Extracted material section start
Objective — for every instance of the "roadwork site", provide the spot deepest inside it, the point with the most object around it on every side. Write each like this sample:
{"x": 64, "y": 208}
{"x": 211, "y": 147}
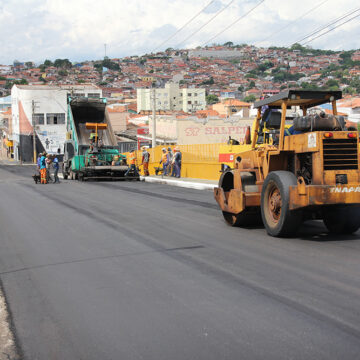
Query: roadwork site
{"x": 137, "y": 270}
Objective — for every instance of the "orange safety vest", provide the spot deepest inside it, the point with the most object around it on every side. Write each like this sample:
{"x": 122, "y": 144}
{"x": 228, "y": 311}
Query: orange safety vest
{"x": 132, "y": 159}
{"x": 164, "y": 158}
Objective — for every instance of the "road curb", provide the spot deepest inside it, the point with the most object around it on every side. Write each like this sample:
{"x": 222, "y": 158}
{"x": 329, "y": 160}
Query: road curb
{"x": 179, "y": 183}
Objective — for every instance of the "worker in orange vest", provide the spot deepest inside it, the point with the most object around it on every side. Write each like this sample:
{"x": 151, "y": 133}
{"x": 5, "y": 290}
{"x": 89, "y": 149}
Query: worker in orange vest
{"x": 132, "y": 167}
{"x": 145, "y": 161}
{"x": 164, "y": 160}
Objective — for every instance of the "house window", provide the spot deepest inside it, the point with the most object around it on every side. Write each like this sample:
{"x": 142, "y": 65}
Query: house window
{"x": 55, "y": 119}
{"x": 38, "y": 119}
{"x": 94, "y": 95}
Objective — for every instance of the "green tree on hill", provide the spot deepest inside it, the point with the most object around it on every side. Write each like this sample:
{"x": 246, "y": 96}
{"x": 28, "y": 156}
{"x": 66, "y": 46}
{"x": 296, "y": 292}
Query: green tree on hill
{"x": 212, "y": 99}
{"x": 250, "y": 98}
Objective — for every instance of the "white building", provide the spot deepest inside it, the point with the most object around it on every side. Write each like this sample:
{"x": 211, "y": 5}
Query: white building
{"x": 44, "y": 107}
{"x": 172, "y": 98}
{"x": 216, "y": 54}
{"x": 5, "y": 69}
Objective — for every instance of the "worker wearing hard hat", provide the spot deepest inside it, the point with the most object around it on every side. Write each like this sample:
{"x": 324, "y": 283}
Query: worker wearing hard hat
{"x": 115, "y": 161}
{"x": 177, "y": 161}
{"x": 164, "y": 160}
{"x": 132, "y": 162}
{"x": 145, "y": 161}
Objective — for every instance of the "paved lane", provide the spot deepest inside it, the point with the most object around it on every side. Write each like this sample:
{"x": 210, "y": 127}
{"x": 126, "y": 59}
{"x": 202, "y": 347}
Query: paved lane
{"x": 145, "y": 271}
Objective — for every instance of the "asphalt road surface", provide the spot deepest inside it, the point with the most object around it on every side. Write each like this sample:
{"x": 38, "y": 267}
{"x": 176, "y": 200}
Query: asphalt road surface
{"x": 132, "y": 270}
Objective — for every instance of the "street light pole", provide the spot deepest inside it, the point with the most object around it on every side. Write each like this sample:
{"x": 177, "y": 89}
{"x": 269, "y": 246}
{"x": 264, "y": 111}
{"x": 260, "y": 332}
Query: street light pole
{"x": 154, "y": 118}
{"x": 34, "y": 134}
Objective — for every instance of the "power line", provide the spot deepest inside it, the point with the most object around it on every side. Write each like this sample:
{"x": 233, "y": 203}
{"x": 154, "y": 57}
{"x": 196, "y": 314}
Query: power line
{"x": 233, "y": 23}
{"x": 201, "y": 27}
{"x": 194, "y": 17}
{"x": 335, "y": 27}
{"x": 292, "y": 22}
{"x": 322, "y": 27}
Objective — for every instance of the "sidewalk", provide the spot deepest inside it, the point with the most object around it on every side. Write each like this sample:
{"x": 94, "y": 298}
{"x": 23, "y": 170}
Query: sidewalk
{"x": 198, "y": 184}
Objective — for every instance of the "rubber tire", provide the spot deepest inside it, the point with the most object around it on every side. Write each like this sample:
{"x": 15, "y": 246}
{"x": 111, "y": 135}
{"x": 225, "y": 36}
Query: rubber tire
{"x": 65, "y": 176}
{"x": 247, "y": 218}
{"x": 342, "y": 219}
{"x": 289, "y": 220}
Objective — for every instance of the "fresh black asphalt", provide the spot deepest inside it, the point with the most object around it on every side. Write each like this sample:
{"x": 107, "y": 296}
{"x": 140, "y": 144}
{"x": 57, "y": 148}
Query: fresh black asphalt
{"x": 132, "y": 270}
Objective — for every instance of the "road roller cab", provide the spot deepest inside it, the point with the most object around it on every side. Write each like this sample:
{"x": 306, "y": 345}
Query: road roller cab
Extracted material section end
◆ Your goal ◆
Filter the listing above for lines with the word "roller", and copy each one you find.

◆ Response to the task ◆
Objective — for every instance of the "road roller cab", provide the spot deepest inside it, the point with the most object around it on every side. Write each like this sample:
Query: road roller cab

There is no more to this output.